Some records
▽

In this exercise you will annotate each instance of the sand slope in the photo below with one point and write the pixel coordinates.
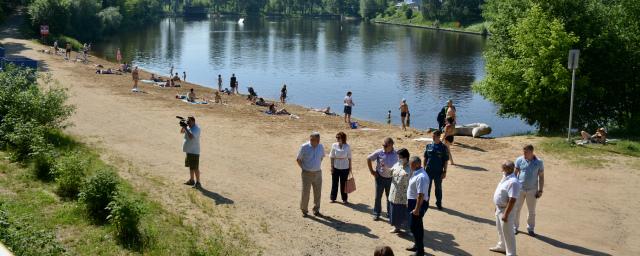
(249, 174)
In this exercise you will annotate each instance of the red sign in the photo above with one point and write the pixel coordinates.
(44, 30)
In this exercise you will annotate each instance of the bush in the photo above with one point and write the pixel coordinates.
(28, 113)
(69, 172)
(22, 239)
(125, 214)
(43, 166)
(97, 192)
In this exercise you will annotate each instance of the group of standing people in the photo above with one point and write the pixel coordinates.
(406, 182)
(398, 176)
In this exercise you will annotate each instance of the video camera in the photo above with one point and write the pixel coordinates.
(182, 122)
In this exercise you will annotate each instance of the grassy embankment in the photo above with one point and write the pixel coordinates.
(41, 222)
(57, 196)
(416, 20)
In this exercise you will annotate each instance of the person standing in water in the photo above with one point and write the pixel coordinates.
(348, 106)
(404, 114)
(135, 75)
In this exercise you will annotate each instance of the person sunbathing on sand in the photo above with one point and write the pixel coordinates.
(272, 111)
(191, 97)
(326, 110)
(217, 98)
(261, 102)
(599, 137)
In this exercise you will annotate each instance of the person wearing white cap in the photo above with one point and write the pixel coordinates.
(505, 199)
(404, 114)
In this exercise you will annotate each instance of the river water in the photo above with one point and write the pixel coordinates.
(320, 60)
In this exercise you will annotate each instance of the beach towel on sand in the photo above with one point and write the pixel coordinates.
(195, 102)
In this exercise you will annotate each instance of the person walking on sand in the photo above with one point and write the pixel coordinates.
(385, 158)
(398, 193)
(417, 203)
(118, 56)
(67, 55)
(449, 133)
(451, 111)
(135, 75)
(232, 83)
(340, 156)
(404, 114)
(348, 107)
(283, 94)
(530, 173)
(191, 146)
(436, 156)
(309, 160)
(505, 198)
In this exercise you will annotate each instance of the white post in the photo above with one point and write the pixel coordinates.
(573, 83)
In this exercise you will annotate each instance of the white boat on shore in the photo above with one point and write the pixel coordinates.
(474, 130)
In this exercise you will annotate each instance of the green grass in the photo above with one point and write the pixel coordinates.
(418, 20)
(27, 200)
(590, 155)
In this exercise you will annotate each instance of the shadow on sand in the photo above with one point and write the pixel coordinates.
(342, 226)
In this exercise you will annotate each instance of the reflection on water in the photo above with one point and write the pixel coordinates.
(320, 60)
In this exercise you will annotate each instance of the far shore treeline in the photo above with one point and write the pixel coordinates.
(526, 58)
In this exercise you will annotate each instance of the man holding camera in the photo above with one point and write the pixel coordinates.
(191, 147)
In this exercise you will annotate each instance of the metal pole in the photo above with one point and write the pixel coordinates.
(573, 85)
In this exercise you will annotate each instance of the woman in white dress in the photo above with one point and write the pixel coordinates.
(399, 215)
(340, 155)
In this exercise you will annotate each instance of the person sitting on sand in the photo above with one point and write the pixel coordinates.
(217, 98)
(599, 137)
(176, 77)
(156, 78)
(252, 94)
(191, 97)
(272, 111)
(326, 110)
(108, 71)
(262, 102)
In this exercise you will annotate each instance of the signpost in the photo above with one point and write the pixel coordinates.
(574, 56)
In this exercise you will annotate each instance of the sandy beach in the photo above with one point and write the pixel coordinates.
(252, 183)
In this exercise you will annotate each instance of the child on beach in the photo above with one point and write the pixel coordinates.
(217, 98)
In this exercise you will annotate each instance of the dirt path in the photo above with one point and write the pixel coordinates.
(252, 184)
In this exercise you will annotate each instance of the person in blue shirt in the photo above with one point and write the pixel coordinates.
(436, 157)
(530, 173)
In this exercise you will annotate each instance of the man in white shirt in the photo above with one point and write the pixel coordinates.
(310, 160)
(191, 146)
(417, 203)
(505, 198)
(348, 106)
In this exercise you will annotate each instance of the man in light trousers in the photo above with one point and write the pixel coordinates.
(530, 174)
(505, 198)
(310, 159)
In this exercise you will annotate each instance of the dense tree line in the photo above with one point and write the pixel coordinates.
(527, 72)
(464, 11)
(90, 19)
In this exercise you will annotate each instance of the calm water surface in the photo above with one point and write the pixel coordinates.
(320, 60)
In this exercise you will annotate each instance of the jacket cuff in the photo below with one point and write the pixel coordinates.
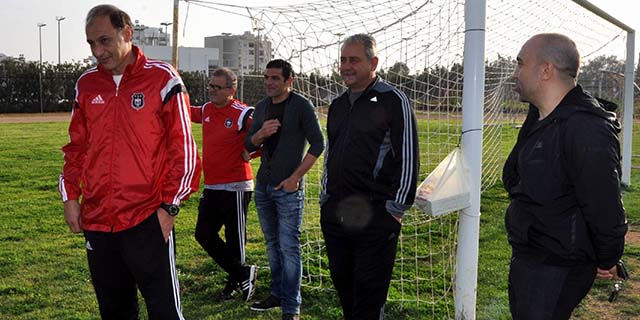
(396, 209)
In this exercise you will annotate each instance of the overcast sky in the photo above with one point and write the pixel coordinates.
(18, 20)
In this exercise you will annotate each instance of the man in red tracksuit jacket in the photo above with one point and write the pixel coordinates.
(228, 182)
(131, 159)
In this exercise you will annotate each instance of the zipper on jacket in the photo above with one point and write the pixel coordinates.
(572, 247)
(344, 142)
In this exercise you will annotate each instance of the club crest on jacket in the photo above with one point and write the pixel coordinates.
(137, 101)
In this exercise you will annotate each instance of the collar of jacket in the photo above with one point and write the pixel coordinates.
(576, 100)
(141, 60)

△

### Task
Leave out the pictures and transcribe the entries above exactly.

### Final result
In this exercise you will annotate each instance of the sand slope in the photo below with one point and write the pixel coordinates.
(249, 174)
In this exercise you will annotate each instance of the red sign in the photo above with one point and write the pixel coordinates.
(44, 30)
In this exercise you will annotate each instance of the bush in the photo above with one point and write the pixel coordinates.
(28, 113)
(69, 172)
(22, 239)
(125, 214)
(43, 166)
(97, 192)
In this exercise you will annotate each instance of the group of standing people in the photo above with one point and write the pixel coordinates.
(406, 182)
(398, 176)
In this exercise you will annotate each instance of the video camera in the photo above with one point and write the pixel coordinates.
(182, 122)
In this exercise you will annotate each instance of the grassy embankment in the photo above with one point and write the pixel coordinates.
(41, 222)
(57, 196)
(416, 20)
In this exercise you will annotate each instance of the person standing in water in the photo above with one point and write the pixel coordinates.
(348, 106)
(404, 114)
(135, 75)
In this exercise you will annotate each instance of the person sunbathing on sand in the photo above with one point and write the pixel coordinates.
(272, 111)
(191, 97)
(326, 110)
(217, 98)
(261, 102)
(599, 137)
In this exercise you will annotate each instance of the person wearing white cap in the photo above with one point and write the pixel coordinates.
(505, 199)
(404, 114)
In this exercise you will annotate each instance of the river water in the photo above with one point and write the pixel coordinates.
(320, 60)
In this exercise you will annotate each instance of the beach towel on sand in the photo above with one point and write the pixel coordinates.
(195, 102)
In this exercise you will annotate each instance of the person walking on sand in the photo above with one point and write the pixel coordinates.
(385, 158)
(398, 193)
(417, 203)
(118, 56)
(67, 55)
(449, 133)
(451, 111)
(135, 75)
(232, 83)
(340, 156)
(404, 114)
(348, 107)
(283, 94)
(530, 173)
(191, 146)
(436, 156)
(309, 160)
(505, 198)
In this exercise you will annotate each instance of the white post in the photo above with one point and write the pixel coordinates.
(573, 83)
In this exercise you will annotate each instance of the white boat on shore in the photo above with one point and write the pixel coordinates.
(474, 130)
In this exercise you will annotate each instance of the green grass in the photo above with one point and write the pixel coordinates.
(418, 20)
(27, 200)
(590, 155)
In this exercise you will annotate each instance of the shadow on sand in the photo above with one point and write the pixel coordinates.
(342, 226)
In this exercise you will annotate each instance of the reflection on water in the photo above with one point and write the pixel coordinates.
(320, 60)
In this exercise you will annotate each instance of the far shore treeline in the photo above with one point and write the pixel coordinates.
(526, 58)
In this exercise you will annotate each instance of the man holding camera in the photo above with one point and write the pixel coordinates.
(191, 147)
In this exercise you will annotate each instance of the metal pole in the photo above with one point and write the pixel coordinates.
(573, 85)
In this exercise you will annotate each instance of the woman in white dress in the photo above with one point and write the pixel coordinates.
(399, 215)
(340, 155)
In this exercise you will annotate each instance of the person sitting on sand in the photo above with one point and write the pixel coordinates.
(217, 98)
(599, 137)
(176, 77)
(156, 78)
(252, 94)
(191, 97)
(272, 111)
(326, 110)
(108, 71)
(262, 102)
In this exercise you will annotate each instance of the signpost in the photo above with one point and write the pixel coordinates.
(574, 56)
In this exercise you will annotate each instance of the sandy beach in the photo above with one point and write the pixel coordinates.
(252, 183)
In this exercise you will annotate each instance of the child on beach in the photo above with one point and write the pixel coordinates.
(217, 98)
In this exercise you will annotate each instance of the dirt path in the photo above with one point and write the pixel coordinates.
(252, 184)
In this exercise you will annotate each instance of the person in blue shirt in the photo above with one point and write the pixel coordinates.
(436, 157)
(530, 173)
In this exercise you will annotate each instance of the man in white shirt in the photo above with one point and write the pixel coordinates.
(310, 160)
(191, 146)
(417, 203)
(505, 198)
(348, 106)
In this exercise you will annotate each instance of the man in light trousers in the photo above with one point and write the pixel coordinates.
(530, 174)
(505, 198)
(310, 159)
In this exercise you will annotate each instance of the dense tree line in the photo above with one point and write the pixel coordinates.
(527, 72)
(464, 11)
(90, 19)
In this exercise you will annotate each instance of the calm water surface in the photo above with one point and write the pixel coordinates.
(320, 60)
In this exercise you will annotate each instance of the jacket cuff in the photo below with one point and write the pixel coordinates.
(396, 209)
In this exercise you will annotate each instance of the overcast sky in the photo above with one point and write the pixel coordinates.
(18, 20)
In this exercise you will annotate each instance of the man in red tracksuit jacket in the photo above with one point and write the pixel coordinates.
(228, 182)
(131, 159)
In this exercise you will annotate each instance of the zipper on jacket in the photo above with one point and write the pixel coordinates.
(572, 247)
(344, 142)
In this exercise you will annotate each instance of the club crest on jacket in the photo above with one point and write the pixel coordinates.
(137, 101)
In this exercise you will annotate each instance of the collar of jacket in the photo above with one point and write the pixel coordinates.
(576, 100)
(141, 60)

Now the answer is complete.